##### RECORDS FOR THIS TASK

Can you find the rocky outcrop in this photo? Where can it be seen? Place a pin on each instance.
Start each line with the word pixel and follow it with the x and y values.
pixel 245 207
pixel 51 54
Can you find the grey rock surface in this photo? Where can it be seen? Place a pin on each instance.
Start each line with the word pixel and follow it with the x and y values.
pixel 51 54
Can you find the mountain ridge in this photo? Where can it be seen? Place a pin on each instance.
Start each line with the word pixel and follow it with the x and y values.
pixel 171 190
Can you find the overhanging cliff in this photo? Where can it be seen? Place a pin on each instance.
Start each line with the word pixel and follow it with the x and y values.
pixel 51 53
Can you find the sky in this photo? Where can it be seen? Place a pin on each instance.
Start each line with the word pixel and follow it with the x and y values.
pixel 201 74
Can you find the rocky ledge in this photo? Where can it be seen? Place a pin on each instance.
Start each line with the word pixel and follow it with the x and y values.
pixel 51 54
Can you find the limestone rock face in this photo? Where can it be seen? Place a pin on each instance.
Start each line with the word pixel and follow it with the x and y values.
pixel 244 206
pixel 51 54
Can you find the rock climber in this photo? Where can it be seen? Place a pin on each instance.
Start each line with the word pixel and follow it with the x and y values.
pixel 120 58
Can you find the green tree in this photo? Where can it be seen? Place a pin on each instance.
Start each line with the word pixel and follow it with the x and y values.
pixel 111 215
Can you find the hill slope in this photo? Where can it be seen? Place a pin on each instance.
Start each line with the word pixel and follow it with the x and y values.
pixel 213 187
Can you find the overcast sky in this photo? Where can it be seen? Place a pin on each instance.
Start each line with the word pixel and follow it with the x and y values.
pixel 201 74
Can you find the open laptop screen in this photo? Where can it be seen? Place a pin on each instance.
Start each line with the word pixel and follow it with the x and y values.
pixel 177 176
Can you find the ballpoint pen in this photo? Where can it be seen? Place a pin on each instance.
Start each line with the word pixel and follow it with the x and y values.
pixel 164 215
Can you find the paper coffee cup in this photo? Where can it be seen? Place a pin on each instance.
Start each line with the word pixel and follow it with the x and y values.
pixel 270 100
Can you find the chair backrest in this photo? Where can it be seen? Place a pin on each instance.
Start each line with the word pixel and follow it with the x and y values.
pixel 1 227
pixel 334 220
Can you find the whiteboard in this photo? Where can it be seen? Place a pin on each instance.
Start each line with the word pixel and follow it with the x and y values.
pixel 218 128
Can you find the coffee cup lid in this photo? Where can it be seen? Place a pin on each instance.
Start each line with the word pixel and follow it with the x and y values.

##########

In the records above, locate the line that contains "Can you find the chair". Repeat it and every line after it, exactly, and nothing else.

OUTPUT BELOW:
Can you find the chair backrest in this photo? Where can it be seen? Place a pin on each instance.
Start each line with the word pixel and follow it with the x and y values.
pixel 1 227
pixel 334 220
Can you find the whiteboard in this photo? Where can it be seen? Place a pin on each instance.
Start each line with the word pixel and follow it with the x and y values.
pixel 218 128
Can you find the coffee cup lid in this photo? Where can it be seen? Place a pin on each instance.
Start each line with the word pixel and follow it with the x and y values.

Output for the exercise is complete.